Section by Andrei Frumusanu

SPEC2017 - ST & MT Performance

Starting off with SPEC, we’re trying to analyze the AMD and Intel systems in direct comparison to each other in a wide variety of workloads. In general, we shouldn’t be expecting too big surprises in the results as earlier this summer we had the opportunity to cover Intel’s Ice Lake CPUs, and the Surface Laptop 3 implementation of the Core i7-1065G7 should pretty much fall in line with those scores.

On AMD’s side, we hadn’t tested the company’s mobile processors in SPEC so this should represent a good opportunity to showcase the two companies’ products side-by-side. As a reminder, the Ryzen 7 3870U tested today is based on AMD’s Picasso chip, a 12nm implementation of the Zen+ microarchitecture, which isn’t quite as up-to-date as the 7nm Zen2 silicon that the company offers in its desktop Ryzen 3000 chips. In a sense, while both products tested today represent the companies’ best mobile products, for Intel it also represents the company’s best technologies, and thus the ICL part has a generational advantage over AMD's current product-line.

We’re limiting our testing this time around to SPEC2017 as it represents the more modern workload characterisations, and we’ve already covered the microarchitectural giveaways presented by SPEC2006 in past articles. We’re testing under WSL1 in Windows due to simplicity of compilation and compatibility, and are compiling the suite under LLVM compilers. The choice of LLVM is related to being able to have similar code generation across architectures and platforms. Our compiler versions and settings are as follows:

clang version 8.0.0-svn350067-1~exp1+0~20181226174230.701~1.gbp6019f2 (trunk)
clang version 7.0.1 (ssh://git@github.com/flang-compiler/flang-driver.git 
  24bd54da5c41af04838bbe7b68f830840d47fc03)

-Ofast -fomit-frame-pointer
-march=x86-64
-mtune=core-avx2 
-mfma -mavx -mavx2

Our compiler flags are straightforward, with basic –Ofast and relevant ISA switches to allow for AVX2 instructions.

Single-Threaded Performance: Intel Dominance

Starting off with single-threaded tests, we’re having a closer look at the integer SPEC20017 suite results.

We’re also adding in AMD and Intel’s top-performing desktop chips into the mix to better convey a context as to where these mobile parts fall in terms of absolute performance, which I think is a major consideration point for the Surface Laptop 3, particularly the Ice Lake models.

SPECint2017 Rate-1 Estimated Scores

The first thing that comes to mind when looking at these results is that there’s a huge discrepancy between what the Intel and AMD models of the Surface Laptop 3. It’s very evident that Intel’s new Ice Lake CPUs and the Sunny Cove microarchitecture have quite a large lead over the Zen+ based Picasso SoC.

The Intel model's performance is near identical to what we’ve measured back in August on Intel’s development platform: we again see the chip being able to keep up with even Intel’s best performing desktop solutions which are running at far higher frequencies and larger power draw.

The Ryzen 7 3780U isn’t quite able to showcase a similar positioning, as it’s notably further behind the Ryzen 9 3950X with the newer Zen2 microarchitecture and faster memory configuration.

_WHAT IS EXPECTED:_ In the benchmark section, what process node and microarchitecture is AMD's Picasso chip based on? Rely solely on the text for your answer.

[Dataset entries]
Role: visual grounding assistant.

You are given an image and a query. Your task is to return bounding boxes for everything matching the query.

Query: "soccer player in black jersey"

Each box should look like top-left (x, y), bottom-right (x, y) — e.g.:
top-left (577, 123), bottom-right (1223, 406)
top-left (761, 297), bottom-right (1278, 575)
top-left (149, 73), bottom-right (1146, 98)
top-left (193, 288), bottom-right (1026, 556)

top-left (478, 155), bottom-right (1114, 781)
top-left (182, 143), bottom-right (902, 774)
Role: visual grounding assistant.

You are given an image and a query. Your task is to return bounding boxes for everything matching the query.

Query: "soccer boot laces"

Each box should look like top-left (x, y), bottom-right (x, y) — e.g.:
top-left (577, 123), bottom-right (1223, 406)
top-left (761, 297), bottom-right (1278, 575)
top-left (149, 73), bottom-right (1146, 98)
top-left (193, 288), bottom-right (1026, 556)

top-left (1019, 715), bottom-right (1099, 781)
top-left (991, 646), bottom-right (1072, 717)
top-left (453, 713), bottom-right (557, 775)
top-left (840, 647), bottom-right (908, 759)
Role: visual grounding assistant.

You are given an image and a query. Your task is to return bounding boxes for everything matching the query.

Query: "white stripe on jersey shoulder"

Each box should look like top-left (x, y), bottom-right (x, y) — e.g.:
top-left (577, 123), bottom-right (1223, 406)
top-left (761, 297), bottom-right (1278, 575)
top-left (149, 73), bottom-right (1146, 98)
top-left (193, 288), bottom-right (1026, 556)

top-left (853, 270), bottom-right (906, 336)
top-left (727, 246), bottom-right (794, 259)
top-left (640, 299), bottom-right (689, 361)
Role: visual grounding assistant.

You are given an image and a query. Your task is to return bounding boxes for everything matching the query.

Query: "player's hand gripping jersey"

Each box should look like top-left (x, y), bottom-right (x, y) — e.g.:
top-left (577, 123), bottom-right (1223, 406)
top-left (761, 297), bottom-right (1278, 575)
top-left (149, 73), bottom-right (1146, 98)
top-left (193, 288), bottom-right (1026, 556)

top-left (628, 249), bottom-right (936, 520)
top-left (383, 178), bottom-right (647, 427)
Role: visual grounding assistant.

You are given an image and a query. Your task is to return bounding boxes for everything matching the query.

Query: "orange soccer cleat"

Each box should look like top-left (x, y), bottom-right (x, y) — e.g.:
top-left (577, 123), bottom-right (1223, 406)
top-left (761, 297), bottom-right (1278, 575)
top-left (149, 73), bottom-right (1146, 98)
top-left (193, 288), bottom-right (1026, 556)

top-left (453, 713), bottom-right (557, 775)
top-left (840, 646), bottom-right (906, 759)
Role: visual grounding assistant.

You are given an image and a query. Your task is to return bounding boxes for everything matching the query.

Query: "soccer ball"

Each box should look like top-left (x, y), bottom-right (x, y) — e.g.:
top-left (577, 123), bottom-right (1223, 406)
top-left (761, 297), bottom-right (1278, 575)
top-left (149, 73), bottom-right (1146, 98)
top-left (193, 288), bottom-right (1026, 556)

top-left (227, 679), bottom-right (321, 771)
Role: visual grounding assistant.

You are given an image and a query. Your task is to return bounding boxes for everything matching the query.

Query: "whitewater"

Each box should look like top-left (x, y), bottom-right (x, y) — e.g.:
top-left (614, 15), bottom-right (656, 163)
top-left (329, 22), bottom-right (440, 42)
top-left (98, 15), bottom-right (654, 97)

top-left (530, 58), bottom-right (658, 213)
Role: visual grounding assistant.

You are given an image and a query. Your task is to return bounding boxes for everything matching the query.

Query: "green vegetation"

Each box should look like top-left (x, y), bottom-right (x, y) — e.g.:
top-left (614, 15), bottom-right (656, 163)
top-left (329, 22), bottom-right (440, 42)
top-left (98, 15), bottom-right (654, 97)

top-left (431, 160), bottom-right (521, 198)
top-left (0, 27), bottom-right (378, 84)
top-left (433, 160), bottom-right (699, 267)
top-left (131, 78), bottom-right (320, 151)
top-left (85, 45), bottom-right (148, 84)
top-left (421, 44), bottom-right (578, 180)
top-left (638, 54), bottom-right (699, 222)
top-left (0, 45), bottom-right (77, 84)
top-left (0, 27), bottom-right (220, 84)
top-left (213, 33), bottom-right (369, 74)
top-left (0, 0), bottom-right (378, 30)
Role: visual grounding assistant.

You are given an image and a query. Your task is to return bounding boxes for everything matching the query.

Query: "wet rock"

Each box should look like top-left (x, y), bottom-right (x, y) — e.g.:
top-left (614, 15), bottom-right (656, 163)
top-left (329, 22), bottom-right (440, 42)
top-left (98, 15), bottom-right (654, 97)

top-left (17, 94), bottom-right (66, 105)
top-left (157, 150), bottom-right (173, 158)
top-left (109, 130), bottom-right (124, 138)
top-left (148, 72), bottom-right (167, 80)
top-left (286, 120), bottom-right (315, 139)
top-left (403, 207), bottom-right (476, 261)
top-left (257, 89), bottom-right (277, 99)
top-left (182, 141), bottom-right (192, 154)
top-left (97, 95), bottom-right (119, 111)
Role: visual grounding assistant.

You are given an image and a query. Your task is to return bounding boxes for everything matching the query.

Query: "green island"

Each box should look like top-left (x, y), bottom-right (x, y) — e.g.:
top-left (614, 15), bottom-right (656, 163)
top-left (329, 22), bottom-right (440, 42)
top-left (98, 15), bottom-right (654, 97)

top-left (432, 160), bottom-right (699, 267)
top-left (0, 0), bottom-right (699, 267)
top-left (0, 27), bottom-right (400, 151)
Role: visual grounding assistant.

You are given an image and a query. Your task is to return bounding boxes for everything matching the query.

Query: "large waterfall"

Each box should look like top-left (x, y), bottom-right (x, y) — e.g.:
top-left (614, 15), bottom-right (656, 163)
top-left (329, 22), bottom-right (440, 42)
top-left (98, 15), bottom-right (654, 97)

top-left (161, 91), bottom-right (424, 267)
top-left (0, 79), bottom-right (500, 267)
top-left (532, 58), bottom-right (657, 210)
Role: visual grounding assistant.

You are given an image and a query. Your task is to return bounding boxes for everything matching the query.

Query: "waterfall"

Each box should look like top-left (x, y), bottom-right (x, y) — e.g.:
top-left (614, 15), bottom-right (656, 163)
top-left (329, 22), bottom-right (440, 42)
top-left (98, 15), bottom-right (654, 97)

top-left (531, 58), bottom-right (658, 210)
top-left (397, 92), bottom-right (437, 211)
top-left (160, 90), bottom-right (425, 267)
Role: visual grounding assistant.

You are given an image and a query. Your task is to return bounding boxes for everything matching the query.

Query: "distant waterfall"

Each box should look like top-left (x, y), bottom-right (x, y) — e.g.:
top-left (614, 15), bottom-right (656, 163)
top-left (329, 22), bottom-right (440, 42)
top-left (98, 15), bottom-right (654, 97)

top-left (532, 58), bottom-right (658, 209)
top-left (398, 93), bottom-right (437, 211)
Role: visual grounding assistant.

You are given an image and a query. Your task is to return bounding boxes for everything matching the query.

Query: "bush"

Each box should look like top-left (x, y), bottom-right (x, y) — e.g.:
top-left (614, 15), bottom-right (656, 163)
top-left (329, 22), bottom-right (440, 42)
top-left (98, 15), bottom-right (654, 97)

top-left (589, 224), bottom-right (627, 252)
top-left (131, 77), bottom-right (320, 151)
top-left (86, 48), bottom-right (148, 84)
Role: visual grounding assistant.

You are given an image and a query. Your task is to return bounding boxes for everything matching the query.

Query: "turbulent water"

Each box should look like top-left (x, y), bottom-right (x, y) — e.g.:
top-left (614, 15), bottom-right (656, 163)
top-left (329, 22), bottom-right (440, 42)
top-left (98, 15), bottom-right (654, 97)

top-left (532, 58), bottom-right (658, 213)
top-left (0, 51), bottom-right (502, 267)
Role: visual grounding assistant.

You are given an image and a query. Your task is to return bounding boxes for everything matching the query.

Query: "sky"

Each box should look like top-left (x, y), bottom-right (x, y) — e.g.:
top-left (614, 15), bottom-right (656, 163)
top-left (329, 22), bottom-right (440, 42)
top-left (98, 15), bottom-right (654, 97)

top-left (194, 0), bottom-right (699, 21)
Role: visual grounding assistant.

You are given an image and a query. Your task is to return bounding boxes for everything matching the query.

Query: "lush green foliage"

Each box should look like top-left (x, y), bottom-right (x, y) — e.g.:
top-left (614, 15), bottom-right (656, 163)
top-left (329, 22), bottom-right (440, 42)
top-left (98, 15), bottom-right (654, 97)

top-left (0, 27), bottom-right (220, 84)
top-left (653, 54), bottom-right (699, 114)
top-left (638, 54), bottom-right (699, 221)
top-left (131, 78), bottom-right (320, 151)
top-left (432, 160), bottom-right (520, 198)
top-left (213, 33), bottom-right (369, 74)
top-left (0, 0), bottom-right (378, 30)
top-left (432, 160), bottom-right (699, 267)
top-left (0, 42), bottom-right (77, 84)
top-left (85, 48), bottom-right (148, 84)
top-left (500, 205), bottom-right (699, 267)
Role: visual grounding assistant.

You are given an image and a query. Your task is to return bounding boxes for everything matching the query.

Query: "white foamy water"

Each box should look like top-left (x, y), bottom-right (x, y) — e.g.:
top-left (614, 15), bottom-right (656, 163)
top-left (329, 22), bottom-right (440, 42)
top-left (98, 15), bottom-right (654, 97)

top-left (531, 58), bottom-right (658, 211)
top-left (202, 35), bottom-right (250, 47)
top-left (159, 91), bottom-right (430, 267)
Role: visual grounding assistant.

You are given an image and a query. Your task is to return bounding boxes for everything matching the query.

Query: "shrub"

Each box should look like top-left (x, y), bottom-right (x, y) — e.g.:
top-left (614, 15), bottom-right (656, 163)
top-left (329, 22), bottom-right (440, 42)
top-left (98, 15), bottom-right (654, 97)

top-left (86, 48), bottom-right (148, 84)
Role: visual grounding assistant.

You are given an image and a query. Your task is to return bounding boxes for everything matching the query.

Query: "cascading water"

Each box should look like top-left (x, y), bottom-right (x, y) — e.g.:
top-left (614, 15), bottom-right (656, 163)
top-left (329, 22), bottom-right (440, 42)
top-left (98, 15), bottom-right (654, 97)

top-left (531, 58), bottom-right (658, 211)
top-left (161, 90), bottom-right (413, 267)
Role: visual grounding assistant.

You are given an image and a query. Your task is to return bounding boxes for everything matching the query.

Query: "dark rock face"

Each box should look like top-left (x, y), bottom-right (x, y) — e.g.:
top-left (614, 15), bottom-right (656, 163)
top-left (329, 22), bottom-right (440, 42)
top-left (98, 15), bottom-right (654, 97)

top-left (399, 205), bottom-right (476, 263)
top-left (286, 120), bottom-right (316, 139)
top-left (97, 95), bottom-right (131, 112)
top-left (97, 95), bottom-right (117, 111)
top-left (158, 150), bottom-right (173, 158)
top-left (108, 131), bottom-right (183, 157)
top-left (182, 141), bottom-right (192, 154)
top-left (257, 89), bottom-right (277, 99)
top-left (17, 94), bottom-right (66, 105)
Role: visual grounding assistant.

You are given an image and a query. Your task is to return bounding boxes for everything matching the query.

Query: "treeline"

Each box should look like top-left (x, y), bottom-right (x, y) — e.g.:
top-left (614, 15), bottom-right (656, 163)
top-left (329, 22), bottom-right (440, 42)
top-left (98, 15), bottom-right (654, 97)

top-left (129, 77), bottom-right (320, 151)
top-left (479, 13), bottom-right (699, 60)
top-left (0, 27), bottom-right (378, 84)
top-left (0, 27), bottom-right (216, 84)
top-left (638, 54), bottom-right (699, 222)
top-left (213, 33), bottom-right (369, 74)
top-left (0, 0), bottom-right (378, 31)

_TASK RESULT:_ It is a 12nm implementation of the Zen+ microarchitecture.